— BEGIN Task inputs —

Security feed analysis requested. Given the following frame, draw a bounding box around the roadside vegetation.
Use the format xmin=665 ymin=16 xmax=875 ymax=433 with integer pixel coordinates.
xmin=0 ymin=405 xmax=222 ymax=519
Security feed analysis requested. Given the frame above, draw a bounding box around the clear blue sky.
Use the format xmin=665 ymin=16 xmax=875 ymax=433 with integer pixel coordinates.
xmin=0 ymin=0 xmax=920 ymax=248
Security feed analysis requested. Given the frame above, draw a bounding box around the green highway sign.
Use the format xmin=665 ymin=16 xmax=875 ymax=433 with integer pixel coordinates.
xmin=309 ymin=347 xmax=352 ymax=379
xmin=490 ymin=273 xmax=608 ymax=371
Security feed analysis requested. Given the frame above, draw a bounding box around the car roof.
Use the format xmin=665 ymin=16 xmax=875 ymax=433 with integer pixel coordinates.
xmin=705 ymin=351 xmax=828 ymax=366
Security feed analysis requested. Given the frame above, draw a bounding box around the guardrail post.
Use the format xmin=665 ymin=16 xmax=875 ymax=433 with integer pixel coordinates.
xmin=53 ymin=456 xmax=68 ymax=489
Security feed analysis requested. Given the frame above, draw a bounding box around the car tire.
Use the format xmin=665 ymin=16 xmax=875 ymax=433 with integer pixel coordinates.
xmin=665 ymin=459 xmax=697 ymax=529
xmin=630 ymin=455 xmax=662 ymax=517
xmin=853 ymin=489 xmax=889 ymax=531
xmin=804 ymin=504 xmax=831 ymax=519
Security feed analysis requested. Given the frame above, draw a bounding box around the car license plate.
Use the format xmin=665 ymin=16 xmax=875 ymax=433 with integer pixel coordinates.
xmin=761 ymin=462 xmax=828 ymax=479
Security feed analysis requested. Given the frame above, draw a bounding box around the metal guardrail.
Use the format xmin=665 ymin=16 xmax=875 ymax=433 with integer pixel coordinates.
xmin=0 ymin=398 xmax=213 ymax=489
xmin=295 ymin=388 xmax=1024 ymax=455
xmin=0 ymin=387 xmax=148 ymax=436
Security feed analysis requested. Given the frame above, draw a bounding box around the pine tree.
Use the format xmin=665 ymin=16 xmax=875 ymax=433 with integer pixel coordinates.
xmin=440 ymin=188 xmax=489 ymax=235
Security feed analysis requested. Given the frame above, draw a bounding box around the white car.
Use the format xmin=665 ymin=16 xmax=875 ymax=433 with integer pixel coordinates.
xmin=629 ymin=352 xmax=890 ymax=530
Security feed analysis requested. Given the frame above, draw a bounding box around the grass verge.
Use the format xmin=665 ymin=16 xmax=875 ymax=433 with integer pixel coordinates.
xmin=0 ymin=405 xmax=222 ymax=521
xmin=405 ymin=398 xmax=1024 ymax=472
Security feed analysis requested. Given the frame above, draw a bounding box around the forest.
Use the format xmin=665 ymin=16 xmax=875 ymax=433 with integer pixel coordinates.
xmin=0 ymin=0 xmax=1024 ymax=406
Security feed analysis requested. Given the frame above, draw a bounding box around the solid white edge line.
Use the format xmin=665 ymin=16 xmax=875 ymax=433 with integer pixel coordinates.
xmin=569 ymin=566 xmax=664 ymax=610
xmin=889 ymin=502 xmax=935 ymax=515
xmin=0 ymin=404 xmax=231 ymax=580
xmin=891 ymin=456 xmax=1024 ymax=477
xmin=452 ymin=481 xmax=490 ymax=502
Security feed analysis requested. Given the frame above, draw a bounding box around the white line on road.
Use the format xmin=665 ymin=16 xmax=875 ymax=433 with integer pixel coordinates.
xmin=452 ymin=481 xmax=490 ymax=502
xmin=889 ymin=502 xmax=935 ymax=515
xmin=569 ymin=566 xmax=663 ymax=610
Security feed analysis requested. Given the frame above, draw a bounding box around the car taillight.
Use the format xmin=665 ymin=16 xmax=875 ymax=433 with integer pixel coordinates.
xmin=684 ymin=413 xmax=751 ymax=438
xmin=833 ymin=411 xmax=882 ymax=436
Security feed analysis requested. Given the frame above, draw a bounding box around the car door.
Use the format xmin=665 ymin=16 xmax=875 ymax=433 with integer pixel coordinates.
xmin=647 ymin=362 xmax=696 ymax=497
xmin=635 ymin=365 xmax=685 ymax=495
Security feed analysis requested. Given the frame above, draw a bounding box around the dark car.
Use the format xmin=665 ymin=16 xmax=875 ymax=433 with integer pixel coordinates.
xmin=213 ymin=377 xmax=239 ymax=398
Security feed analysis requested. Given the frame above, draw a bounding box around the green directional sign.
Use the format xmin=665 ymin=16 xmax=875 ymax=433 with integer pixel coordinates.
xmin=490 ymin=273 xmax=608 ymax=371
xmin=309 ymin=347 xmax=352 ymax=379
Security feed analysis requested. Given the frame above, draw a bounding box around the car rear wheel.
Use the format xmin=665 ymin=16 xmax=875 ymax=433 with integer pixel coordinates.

— END Task inputs —

Work instructions: Swap "bounding box" for "rectangle" in the lines between the one holding "the white car." and the one holding "xmin=629 ymin=352 xmax=890 ymax=530", inclusive. Return only those lines, with everything else unchanged.

Result:
Security feed analysis requested. Given the frame above, draw a rectangle around the white car.
Use the format xmin=665 ymin=16 xmax=875 ymax=433 with integer pixel coordinates.
xmin=629 ymin=352 xmax=890 ymax=530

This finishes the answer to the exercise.